Lengths for the stadion based on racetracks and ancient conversion rates, treating them as if the mile and schoinos were metrological units of 1480 m and 10.5 km respectively. The ‘sane range’ for the stadion, in green, includes the physical racetracks, and all conversions with the Roman mile except for two late figures from Dío Cassius and Julian of Ascalon. A full tabulation of the sources and their conversion rates is given below in Appendix A.

Some modern reports are cautious enough about the schoinos to call the 10.5 km figure a convenient ‘average’. Even that’s doing it a kindness.

The upshot is that the schoinos is utterly useless for reconstructing other ancient units.

Note. In this series I wanted to tell the true story without distractions, but there’s no dodging some widely repeated falsehoods. The following claims come from Friedrich Hultsch (1882: 60–62), and they are all false. For fuller explanations see Appendix B below.

  • Egyptian measurements were rigidly regulated by the royal cubit (0.525 m; ‘dem Ptolemäischen Maße ... welches nach dem genauen und beständigen Maßstabe der alten ägyptischen Königselle geregelt war’).
  • The schoinos was ‘firmly determined’ (fest bestimmt) as 12,000 cubits.
  • Different conversion rates reflect variations in the length of the stadion, not the schoinos.
  • The length of the stadion is to be determined exclusively from (a) conversion rates with the schoinos in the pseudo-Heronic Geometrika (ii.6 = iii.5 Bruins) — though not the conversion rate that the Geometrika quotes for the mile! — and (b) Pliny’s statement that Eratosthenes used a 40 : 1 rate with the schoinos.
  • The length of Eratosthenes’ stadion was 157.5 m.
  • Eratosthenes commissioned ‘bematists’ to pace out distances.
==============================
*REQUEST 1:* Please write out the stretch of the passage on ancient units from "Note. In this" through "not the schoinos.".
*REQUEST 2:* In the passage on ancient units, what length is the mile treated as having?
Rely on the passage on ancient units and nothing else.

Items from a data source
==============================
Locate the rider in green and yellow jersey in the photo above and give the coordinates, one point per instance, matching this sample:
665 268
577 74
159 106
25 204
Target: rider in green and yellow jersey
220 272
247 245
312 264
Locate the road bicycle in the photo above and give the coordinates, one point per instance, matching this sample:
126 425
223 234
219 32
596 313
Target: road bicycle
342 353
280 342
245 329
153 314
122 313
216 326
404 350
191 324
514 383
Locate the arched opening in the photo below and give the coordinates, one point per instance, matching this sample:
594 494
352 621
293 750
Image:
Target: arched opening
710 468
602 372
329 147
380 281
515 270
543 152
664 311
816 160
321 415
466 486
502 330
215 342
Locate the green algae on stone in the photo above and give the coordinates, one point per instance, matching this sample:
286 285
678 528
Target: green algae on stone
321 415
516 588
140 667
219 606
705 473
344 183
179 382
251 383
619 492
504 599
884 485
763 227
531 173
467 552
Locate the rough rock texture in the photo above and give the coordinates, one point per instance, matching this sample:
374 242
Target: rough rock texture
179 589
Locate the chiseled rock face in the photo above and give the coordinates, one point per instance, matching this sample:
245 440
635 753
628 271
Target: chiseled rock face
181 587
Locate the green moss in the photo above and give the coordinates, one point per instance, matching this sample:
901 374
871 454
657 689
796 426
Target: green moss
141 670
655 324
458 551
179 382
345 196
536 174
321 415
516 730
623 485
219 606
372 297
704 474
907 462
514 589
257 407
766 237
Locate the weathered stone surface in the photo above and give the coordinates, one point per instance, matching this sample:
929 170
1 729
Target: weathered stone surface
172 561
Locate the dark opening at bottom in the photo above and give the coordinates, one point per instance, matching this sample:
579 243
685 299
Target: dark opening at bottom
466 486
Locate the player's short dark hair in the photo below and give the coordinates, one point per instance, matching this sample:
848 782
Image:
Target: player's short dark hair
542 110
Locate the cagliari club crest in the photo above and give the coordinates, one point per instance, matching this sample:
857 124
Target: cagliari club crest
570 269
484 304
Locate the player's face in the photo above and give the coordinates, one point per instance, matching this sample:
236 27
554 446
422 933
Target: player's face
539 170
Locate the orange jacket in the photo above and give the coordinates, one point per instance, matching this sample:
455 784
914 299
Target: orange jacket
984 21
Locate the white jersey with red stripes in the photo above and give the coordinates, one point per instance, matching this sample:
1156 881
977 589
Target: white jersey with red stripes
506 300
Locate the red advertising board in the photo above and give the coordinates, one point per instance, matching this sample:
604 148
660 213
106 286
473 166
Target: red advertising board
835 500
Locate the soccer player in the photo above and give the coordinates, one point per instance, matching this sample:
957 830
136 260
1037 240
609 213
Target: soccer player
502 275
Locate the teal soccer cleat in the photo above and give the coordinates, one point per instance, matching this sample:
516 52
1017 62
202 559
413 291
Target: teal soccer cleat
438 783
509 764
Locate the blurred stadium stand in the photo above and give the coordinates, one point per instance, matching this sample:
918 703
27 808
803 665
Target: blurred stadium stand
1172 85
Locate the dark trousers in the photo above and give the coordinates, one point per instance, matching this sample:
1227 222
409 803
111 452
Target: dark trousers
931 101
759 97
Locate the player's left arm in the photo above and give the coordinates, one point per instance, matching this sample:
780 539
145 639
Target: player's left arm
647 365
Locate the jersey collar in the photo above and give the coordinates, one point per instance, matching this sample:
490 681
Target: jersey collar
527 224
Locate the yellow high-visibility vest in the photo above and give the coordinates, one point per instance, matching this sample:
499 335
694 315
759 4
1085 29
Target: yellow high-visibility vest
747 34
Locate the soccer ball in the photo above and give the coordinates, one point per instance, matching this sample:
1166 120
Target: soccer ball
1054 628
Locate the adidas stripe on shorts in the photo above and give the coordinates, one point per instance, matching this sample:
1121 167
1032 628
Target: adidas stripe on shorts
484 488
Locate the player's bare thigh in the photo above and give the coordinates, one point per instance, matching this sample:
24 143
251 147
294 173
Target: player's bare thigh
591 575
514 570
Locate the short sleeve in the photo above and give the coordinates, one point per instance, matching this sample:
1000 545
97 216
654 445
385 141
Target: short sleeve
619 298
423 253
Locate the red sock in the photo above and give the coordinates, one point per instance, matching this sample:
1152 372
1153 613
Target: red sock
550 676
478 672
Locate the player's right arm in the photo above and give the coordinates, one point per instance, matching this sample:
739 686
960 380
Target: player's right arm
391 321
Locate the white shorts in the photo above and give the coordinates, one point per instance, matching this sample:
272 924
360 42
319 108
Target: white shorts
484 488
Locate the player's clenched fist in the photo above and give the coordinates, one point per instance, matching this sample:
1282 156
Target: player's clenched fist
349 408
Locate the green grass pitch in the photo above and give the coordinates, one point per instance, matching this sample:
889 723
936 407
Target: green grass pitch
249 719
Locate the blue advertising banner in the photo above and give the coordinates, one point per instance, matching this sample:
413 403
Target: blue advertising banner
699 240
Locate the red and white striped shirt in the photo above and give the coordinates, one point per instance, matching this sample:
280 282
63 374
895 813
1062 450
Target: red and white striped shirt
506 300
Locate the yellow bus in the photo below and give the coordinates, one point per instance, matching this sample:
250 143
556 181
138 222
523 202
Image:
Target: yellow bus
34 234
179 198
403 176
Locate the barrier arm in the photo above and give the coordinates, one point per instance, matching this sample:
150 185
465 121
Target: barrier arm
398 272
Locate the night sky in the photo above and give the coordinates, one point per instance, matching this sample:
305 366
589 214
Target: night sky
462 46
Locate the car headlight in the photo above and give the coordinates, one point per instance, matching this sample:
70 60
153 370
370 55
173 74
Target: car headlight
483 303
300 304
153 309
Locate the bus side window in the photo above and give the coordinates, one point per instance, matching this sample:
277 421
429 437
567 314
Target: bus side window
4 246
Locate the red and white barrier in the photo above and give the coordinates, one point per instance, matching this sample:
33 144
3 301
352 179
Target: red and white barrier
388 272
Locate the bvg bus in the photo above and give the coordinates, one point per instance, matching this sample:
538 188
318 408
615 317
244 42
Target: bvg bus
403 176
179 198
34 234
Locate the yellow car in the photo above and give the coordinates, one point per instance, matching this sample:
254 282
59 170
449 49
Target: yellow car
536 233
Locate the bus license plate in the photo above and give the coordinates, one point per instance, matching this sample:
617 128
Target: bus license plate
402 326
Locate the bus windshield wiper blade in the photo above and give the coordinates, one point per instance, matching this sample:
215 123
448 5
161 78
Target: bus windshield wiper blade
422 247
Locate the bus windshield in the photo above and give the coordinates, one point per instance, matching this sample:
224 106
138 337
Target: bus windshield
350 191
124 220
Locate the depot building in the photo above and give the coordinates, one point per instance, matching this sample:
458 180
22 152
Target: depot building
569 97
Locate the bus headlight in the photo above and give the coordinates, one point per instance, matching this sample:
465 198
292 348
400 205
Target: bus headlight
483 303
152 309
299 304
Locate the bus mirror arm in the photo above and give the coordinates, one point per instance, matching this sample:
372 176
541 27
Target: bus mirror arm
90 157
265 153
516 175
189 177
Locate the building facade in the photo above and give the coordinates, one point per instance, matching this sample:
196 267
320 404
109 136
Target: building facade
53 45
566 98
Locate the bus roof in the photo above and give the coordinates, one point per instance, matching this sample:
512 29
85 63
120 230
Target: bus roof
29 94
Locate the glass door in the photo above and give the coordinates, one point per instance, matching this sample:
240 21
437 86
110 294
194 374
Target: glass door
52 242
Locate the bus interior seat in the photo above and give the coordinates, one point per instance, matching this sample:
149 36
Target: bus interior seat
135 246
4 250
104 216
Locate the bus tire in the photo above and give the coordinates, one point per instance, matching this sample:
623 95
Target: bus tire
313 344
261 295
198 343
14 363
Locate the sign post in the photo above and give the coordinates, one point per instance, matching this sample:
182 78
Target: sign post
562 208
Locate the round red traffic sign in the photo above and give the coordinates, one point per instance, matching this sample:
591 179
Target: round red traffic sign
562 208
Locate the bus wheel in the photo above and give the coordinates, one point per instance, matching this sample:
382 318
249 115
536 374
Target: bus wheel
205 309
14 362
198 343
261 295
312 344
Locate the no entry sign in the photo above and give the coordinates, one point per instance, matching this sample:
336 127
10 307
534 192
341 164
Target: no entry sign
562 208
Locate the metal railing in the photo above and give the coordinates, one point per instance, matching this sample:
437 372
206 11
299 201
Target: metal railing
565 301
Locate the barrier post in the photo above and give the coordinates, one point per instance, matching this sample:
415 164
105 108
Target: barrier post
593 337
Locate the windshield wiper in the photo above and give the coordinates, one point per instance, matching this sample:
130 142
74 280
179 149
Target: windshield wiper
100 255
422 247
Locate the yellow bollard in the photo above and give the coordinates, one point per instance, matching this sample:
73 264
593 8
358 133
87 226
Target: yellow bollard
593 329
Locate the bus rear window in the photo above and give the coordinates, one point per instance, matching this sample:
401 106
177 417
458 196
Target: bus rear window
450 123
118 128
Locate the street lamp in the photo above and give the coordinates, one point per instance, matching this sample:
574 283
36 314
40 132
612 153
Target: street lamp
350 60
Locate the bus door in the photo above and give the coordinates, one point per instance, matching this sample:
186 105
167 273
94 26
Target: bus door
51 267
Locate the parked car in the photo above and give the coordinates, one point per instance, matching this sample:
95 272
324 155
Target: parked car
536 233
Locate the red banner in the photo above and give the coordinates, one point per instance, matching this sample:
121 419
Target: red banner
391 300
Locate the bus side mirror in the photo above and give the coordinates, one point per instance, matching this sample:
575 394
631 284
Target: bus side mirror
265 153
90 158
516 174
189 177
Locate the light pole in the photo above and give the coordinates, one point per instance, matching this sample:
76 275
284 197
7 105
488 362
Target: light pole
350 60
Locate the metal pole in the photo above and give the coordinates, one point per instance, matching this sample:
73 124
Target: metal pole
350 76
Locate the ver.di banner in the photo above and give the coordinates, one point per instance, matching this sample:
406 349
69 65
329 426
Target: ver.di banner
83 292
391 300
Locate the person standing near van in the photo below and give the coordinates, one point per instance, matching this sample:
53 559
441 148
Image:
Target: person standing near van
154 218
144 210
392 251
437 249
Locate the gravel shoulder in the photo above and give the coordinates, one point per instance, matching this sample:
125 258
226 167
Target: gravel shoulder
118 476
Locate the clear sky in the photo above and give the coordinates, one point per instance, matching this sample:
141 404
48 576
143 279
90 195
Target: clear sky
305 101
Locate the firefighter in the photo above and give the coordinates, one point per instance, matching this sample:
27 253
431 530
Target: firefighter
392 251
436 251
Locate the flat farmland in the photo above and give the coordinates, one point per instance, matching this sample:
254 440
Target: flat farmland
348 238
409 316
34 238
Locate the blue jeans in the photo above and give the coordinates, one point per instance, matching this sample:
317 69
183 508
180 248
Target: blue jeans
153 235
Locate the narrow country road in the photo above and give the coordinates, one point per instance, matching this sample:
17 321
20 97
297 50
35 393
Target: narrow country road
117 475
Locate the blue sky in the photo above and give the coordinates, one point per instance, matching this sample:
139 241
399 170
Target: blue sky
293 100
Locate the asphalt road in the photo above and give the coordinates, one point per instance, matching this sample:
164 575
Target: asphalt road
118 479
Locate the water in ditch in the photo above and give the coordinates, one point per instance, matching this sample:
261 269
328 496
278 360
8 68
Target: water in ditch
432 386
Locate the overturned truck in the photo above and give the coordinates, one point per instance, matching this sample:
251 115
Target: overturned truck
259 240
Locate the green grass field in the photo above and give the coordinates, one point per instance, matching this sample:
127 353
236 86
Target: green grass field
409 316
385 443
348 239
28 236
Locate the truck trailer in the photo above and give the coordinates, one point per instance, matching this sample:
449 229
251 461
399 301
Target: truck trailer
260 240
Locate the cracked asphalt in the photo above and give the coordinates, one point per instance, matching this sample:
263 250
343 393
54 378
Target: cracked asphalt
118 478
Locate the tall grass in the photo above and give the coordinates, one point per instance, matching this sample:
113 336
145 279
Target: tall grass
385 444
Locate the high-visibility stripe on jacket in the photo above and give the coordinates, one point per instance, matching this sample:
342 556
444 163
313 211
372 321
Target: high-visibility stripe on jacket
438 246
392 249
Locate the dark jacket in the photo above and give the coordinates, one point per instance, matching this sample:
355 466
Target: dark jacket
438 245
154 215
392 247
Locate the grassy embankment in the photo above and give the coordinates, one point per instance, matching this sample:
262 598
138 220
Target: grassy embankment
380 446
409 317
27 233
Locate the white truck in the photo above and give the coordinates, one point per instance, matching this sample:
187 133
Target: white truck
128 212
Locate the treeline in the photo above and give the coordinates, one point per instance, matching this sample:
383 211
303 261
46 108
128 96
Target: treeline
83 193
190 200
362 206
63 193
==============================
*EXPECTED OUTPUT 1:*
Note. In this series I wanted to tell the true story without distractions, but there’s no dodging some widely repeated falsehoods. The following claims come from Friedrich Hultsch (1882: 60–62), and they are all false. For fuller explanations see Appendix B below.

  • Egyptian measurements were rigidly regulated by the royal cubit (0.525 m; ‘dem Ptolemäischen Maße ... welches nach dem genauen und beständigen Maßstabe der alten ägyptischen Königselle geregelt war’).
  • The schoinos was ‘firmly determined’ (fest bestimmt) as 12,000 cubits.
  • Different conversion rates reflect variations in the length of the stadion, not the schoinos.

*EXPECTED OUTPUT 2:* 1480 m